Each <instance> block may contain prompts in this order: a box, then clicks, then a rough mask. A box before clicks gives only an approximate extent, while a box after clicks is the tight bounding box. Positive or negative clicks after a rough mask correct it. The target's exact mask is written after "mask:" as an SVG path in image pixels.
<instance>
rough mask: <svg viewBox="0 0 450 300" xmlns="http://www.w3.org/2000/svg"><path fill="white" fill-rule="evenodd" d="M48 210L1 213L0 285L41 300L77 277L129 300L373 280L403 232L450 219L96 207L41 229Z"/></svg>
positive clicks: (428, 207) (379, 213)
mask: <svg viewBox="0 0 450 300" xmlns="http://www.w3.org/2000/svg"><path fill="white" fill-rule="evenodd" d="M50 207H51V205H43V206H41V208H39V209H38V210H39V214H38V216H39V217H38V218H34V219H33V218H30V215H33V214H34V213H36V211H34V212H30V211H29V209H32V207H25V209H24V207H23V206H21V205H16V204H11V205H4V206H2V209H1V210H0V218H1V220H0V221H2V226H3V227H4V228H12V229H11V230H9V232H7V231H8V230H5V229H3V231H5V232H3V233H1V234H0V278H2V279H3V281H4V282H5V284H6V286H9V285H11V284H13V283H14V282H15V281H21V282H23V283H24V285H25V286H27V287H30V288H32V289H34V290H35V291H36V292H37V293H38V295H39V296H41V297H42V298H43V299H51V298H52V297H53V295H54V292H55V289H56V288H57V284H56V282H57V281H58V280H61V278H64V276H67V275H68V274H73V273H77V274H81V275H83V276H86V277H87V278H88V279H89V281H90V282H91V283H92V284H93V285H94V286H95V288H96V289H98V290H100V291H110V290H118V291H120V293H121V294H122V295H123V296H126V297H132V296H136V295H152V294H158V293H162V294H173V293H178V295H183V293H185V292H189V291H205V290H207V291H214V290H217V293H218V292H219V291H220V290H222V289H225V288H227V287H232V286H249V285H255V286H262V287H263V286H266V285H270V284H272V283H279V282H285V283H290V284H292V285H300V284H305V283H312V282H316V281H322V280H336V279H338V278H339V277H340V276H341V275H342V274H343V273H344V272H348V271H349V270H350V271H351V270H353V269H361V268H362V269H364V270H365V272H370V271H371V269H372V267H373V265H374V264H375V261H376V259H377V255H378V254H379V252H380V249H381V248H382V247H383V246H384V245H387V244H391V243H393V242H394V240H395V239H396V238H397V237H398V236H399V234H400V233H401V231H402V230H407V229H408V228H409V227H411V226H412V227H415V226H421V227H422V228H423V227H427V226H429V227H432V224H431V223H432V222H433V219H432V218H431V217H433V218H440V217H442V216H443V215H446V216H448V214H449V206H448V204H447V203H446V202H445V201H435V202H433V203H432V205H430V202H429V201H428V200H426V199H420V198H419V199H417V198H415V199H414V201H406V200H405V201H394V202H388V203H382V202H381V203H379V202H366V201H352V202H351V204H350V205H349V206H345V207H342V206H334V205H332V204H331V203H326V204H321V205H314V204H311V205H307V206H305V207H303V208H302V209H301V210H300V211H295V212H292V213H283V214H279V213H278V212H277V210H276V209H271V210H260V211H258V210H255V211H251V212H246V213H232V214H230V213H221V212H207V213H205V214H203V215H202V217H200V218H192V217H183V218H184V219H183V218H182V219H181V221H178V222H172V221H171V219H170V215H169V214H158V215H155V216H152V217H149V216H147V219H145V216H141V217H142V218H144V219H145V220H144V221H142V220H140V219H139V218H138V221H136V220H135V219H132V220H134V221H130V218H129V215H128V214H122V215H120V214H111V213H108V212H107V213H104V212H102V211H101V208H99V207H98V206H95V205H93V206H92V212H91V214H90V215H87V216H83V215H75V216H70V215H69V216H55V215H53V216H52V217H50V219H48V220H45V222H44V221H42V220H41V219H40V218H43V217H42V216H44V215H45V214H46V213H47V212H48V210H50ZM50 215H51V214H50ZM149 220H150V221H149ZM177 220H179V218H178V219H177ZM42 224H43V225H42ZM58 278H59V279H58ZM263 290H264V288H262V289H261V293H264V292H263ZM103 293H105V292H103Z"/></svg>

◆ TASK INSTRUCTIONS
Starting with the first line of the entries, transcribe every line up to and including the one with "rough mask: <svg".

◆ RESPONSE TO THIS TASK
Each <instance> block may contain prompts in this order: a box, then clicks, then a rough mask. A box before clicks gives only an approximate extent, while a box after clicks is the tight bounding box. Positive or negative clicks after a rough mask correct it. The target's exact mask is written after "mask:" as an SVG path in image pixels.
<instance>
rough mask: <svg viewBox="0 0 450 300" xmlns="http://www.w3.org/2000/svg"><path fill="white" fill-rule="evenodd" d="M48 210L1 213L0 285L41 300L77 277L129 300L373 280L403 232L450 219L96 207L41 229Z"/></svg>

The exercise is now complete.